*SHORT PROBLEM*:
Format the material from the line with "200, row 147." up to and including the line with "column 196, row 289" as a JSON list of strings, one string per line, with blank lines left out.

*PROVIDED RECORDS*:
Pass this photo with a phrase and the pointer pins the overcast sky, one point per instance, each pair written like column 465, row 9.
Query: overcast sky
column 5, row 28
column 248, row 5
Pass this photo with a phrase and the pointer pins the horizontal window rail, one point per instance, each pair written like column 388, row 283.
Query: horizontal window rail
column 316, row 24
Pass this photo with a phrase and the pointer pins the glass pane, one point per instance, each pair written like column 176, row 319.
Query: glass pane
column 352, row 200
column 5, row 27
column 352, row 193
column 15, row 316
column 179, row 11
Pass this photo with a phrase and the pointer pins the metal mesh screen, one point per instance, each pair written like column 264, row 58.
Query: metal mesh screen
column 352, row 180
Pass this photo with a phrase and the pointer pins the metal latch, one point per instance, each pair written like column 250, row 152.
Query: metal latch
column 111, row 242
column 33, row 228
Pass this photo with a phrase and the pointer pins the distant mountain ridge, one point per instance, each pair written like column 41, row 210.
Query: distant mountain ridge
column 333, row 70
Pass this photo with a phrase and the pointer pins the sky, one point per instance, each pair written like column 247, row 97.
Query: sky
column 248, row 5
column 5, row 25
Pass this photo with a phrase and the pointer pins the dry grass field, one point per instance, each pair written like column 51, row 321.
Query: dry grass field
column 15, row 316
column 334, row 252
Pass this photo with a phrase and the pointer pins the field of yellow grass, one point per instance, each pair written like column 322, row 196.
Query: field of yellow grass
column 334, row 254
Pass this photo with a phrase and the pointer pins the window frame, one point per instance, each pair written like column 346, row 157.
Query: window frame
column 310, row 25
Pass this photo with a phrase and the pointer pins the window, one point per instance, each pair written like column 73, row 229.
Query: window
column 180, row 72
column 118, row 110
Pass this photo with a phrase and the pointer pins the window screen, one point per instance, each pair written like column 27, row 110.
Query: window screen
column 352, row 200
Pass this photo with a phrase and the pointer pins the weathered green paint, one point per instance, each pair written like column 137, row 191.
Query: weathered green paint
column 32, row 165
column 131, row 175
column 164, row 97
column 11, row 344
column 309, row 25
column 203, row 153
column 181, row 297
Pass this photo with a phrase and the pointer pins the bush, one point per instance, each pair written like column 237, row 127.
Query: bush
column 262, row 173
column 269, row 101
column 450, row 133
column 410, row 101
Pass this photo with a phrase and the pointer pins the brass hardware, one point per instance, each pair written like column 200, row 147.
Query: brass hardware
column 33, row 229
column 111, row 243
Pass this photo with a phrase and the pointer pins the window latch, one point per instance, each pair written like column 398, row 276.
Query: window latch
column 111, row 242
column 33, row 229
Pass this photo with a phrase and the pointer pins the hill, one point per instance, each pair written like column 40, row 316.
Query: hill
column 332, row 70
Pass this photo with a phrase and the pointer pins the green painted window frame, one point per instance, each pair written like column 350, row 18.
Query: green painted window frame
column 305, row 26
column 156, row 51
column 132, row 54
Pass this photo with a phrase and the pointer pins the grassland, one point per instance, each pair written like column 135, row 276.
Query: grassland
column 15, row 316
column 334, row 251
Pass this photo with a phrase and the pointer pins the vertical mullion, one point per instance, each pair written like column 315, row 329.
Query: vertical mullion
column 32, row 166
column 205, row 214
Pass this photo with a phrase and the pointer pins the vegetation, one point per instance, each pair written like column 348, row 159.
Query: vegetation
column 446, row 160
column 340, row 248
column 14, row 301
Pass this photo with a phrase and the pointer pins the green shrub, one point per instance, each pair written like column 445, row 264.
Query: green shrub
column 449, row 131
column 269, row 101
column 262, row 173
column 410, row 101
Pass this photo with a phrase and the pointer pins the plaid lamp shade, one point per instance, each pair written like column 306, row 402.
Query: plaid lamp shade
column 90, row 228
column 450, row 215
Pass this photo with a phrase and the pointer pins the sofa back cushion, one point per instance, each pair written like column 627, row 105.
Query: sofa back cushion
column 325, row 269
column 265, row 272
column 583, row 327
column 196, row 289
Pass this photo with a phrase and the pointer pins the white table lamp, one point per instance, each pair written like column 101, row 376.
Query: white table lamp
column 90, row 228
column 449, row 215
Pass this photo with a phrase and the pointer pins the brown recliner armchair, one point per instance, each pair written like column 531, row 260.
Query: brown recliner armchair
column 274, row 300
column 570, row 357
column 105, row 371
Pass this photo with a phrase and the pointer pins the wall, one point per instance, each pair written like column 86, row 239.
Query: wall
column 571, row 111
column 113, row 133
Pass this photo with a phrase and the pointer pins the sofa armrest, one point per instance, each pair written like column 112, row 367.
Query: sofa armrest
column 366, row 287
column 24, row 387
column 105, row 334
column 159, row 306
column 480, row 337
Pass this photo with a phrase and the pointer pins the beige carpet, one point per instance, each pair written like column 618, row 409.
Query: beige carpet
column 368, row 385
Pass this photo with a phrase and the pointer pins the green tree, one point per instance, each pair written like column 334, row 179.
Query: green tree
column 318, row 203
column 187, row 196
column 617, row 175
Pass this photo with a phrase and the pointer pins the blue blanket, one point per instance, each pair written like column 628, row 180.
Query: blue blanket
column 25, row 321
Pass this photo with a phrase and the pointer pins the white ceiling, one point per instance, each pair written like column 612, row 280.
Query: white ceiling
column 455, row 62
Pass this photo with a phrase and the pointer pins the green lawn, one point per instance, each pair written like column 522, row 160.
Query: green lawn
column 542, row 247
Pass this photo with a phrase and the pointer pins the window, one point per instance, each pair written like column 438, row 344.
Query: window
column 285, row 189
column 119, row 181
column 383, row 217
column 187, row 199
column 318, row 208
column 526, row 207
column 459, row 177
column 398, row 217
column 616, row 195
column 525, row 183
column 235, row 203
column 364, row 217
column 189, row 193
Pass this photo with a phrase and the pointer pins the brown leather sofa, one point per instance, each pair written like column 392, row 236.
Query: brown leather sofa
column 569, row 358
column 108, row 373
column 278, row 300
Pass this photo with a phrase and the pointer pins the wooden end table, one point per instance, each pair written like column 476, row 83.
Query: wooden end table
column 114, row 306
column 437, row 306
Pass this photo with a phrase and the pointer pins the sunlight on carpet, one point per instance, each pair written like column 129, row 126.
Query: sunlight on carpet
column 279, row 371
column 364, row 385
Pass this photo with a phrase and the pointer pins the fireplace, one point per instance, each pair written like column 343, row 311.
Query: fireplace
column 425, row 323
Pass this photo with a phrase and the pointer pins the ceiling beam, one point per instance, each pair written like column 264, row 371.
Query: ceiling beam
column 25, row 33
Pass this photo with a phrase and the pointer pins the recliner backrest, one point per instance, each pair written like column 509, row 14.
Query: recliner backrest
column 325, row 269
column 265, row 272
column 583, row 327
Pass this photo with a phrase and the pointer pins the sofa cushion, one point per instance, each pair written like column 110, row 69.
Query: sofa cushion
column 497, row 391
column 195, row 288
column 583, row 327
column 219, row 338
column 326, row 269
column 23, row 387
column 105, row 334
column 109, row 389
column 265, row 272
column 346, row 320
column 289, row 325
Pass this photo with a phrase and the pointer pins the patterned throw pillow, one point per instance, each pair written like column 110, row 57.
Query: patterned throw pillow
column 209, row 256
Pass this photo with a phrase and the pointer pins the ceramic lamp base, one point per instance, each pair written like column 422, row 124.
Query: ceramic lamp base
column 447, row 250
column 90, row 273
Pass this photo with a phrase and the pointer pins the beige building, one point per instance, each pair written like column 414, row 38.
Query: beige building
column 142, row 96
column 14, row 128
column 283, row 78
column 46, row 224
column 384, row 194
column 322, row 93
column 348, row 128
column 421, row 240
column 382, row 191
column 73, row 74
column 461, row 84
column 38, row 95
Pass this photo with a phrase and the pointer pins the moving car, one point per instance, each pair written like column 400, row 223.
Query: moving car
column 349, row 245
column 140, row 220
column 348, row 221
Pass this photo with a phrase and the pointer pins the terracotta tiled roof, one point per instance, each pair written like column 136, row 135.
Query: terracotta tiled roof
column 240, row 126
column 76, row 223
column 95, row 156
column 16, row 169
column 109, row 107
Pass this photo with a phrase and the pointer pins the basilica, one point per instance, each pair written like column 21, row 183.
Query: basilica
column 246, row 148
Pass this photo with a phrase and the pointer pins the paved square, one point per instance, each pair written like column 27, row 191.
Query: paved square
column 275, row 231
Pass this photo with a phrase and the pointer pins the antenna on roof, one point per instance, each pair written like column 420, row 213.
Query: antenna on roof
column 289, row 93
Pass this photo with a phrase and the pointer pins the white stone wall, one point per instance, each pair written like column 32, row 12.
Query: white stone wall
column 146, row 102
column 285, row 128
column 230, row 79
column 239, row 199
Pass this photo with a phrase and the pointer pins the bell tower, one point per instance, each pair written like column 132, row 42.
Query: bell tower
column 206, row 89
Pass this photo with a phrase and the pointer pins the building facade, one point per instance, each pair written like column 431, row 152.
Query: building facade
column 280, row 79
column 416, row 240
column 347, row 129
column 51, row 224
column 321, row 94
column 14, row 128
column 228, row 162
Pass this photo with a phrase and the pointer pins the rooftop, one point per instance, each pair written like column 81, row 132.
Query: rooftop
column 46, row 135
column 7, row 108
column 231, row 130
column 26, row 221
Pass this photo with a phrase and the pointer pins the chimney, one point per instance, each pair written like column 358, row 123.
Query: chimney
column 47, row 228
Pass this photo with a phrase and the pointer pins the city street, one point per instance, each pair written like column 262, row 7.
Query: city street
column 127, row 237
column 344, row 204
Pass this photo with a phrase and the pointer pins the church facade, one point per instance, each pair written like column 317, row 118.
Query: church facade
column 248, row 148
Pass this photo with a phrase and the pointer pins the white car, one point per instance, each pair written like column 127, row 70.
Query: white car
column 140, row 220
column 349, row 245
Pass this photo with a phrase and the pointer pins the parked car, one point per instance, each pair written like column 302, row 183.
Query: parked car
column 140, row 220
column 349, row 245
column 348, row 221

*RESULT*:
[
  "Pass this photo with a phrase and the pointer pins the brass hardware, one point per instance, each pair written like column 200, row 147.",
  "Query: brass hardware",
  "column 33, row 229",
  "column 111, row 243",
  "Pass this photo with a phrase and the pointer pins the window latch, one point per instance, each pair written like column 398, row 276.",
  "Query: window latch",
  "column 111, row 242",
  "column 33, row 229",
  "Pass this photo with a phrase and the pointer pins the hill, one point per instance, each pair written like column 40, row 316.",
  "Query: hill",
  "column 332, row 70",
  "Pass this photo with a phrase and the pointer pins the green painted window frame, one point per instance, each pair written like column 350, row 18.",
  "Query: green painted window frame",
  "column 305, row 26",
  "column 156, row 51",
  "column 132, row 54",
  "Pass this photo with a phrase and the pointer pins the grassland, one point per instance, each pair written like column 135, row 276.",
  "Query: grassland",
  "column 15, row 316",
  "column 334, row 251",
  "Pass this photo with a phrase and the pointer pins the vertical mullion, one point per instance, each pair written like column 315, row 329.",
  "Query: vertical mullion",
  "column 32, row 166",
  "column 205, row 214",
  "Pass this photo with a phrase and the pointer pins the vegetation, one point per instance, each pair written like column 348, row 159.",
  "Query: vegetation",
  "column 446, row 160",
  "column 340, row 248",
  "column 14, row 301",
  "Pass this photo with a phrase and the pointer pins the green shrub, one point per instance, each pair written like column 445, row 264.",
  "Query: green shrub",
  "column 449, row 131",
  "column 269, row 101",
  "column 262, row 173",
  "column 410, row 101",
  "Pass this photo with a phrase and the pointer pins the plaid lamp shade, one point per instance, each pair written like column 306, row 402.",
  "Query: plaid lamp shade",
  "column 90, row 228",
  "column 450, row 215",
  "Pass this photo with a phrase and the pointer pins the sofa back cushion, one point per instance, each pair written like column 627, row 105.",
  "Query: sofa back cushion",
  "column 325, row 269",
  "column 265, row 272",
  "column 583, row 327",
  "column 196, row 289"
]